**Work instruction:** Can you return, unchanged, every line of the material from its first line through the line containing "274L160 260L142 258L126", with both of those lines included?

**Extracted records:**
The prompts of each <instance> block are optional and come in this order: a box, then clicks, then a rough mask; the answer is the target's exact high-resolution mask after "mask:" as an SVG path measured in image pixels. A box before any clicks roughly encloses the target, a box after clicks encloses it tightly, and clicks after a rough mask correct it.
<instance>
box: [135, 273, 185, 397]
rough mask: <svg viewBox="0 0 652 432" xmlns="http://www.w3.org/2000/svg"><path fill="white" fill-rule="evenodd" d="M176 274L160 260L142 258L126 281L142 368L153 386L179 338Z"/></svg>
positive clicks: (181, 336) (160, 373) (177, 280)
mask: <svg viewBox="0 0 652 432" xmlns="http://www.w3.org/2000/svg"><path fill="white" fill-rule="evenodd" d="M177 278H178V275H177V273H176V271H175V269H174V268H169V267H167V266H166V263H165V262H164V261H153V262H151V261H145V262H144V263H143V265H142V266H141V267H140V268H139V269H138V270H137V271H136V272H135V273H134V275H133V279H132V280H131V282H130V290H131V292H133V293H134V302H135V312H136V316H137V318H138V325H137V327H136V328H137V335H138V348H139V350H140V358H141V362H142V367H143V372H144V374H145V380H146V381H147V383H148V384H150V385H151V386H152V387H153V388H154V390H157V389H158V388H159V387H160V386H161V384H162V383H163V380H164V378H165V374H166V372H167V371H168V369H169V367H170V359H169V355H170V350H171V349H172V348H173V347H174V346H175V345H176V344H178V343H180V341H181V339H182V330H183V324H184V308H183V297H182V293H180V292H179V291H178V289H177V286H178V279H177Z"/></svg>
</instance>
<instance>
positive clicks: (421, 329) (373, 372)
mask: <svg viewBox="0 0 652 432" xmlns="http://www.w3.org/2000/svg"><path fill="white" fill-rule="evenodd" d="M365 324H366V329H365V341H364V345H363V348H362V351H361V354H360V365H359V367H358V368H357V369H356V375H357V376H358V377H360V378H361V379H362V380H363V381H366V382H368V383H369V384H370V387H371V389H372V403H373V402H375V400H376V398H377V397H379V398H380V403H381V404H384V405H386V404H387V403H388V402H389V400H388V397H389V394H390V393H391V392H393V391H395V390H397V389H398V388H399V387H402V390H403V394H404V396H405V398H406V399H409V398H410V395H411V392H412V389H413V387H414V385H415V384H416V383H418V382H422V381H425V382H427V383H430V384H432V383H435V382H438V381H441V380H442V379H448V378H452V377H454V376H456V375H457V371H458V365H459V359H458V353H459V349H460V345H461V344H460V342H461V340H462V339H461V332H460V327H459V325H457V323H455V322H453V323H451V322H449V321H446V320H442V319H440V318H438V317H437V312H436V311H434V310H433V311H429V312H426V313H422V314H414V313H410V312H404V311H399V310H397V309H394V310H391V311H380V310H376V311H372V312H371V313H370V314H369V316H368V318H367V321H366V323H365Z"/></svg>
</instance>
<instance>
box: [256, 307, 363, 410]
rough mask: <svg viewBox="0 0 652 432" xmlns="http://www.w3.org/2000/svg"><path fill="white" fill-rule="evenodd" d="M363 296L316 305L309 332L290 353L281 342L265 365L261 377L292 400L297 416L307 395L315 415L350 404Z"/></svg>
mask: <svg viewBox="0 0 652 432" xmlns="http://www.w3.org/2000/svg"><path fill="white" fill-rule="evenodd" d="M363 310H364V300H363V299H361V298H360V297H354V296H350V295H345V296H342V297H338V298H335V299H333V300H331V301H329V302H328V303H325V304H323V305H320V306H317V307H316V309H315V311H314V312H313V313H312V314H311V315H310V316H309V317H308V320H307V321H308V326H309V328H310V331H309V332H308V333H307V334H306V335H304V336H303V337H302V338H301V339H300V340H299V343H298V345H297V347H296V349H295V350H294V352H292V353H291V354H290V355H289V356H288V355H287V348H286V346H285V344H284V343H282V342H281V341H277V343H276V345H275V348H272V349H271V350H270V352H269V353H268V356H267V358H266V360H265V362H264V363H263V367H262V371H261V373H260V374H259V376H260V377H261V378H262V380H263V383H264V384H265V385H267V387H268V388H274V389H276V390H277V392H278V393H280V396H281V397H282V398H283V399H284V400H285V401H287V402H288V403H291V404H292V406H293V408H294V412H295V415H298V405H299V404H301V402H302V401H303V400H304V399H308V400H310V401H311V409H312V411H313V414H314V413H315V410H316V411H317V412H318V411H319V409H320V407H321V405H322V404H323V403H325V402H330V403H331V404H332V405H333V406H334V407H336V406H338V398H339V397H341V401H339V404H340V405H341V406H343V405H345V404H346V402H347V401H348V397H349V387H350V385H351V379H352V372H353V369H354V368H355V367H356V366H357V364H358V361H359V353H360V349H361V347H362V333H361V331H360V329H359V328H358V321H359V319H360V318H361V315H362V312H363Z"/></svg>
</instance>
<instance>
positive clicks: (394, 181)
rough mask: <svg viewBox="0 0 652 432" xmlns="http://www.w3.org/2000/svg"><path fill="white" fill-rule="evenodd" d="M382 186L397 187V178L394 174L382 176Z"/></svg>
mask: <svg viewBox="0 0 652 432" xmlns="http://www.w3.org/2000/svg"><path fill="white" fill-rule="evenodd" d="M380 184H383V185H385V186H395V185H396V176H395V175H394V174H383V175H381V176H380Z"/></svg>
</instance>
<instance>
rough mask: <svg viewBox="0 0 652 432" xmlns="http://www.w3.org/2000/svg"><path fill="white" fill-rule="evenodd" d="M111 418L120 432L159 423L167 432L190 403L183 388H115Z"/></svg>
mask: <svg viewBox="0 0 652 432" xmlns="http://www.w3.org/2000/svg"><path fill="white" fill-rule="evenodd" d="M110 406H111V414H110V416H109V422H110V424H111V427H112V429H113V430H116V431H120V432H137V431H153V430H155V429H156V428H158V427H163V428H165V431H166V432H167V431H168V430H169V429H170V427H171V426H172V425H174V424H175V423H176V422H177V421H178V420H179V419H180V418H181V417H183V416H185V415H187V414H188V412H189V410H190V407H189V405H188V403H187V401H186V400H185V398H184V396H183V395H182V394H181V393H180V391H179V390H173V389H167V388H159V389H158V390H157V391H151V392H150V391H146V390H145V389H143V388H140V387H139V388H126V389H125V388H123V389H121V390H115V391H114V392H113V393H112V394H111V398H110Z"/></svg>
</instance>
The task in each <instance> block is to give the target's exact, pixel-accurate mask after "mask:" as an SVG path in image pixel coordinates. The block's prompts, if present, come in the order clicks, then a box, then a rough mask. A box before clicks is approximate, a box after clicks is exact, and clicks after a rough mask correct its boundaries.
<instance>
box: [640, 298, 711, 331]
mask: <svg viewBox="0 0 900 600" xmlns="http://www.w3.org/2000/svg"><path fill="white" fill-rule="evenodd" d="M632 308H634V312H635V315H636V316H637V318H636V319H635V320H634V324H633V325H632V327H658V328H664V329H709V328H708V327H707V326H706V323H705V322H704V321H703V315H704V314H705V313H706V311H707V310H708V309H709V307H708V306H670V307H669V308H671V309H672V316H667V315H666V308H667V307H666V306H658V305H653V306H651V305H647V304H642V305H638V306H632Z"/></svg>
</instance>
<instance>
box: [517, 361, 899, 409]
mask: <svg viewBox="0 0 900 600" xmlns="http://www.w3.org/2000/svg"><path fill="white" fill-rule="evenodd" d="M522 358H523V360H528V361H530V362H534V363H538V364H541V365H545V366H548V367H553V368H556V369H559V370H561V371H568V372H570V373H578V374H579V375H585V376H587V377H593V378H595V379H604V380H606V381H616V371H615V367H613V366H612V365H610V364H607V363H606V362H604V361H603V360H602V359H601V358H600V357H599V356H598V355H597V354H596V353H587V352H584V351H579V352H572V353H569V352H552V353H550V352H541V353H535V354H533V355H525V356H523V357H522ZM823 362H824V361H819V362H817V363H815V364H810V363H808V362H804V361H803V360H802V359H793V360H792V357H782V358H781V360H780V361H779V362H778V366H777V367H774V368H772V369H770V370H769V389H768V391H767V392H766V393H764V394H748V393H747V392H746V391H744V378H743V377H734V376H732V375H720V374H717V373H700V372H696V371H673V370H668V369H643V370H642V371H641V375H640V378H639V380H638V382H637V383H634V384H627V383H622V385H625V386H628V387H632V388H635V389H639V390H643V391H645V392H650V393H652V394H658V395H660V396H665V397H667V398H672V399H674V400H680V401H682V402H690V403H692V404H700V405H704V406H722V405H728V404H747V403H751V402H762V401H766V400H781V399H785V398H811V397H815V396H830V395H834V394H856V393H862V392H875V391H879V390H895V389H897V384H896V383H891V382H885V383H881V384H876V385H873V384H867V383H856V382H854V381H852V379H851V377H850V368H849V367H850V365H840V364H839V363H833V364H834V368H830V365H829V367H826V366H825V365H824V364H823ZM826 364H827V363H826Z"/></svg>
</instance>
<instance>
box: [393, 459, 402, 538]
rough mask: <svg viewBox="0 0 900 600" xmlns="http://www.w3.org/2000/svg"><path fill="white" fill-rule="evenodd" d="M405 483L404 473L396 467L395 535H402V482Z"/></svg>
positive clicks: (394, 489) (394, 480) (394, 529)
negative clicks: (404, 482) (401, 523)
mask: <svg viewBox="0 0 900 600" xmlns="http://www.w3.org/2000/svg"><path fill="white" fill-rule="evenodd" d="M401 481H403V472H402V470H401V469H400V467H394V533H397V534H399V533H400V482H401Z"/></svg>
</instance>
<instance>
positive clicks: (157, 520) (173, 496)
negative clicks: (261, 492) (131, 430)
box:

**Final answer:**
The prompts of each <instance> block are optional and come in this order: a box, then clicks, then a rough mask; the answer is the target's exact high-resolution mask after "mask:" as an SVG path measured in image pixels. A box before any clicks roughly encloses the target, a box after clicks encloses it tightly, and clicks after a rough mask correct it.
<instance>
box: [135, 273, 185, 397]
rough mask: <svg viewBox="0 0 652 432" xmlns="http://www.w3.org/2000/svg"><path fill="white" fill-rule="evenodd" d="M176 274L160 260L142 258L126 281L142 368L153 386L179 338Z"/></svg>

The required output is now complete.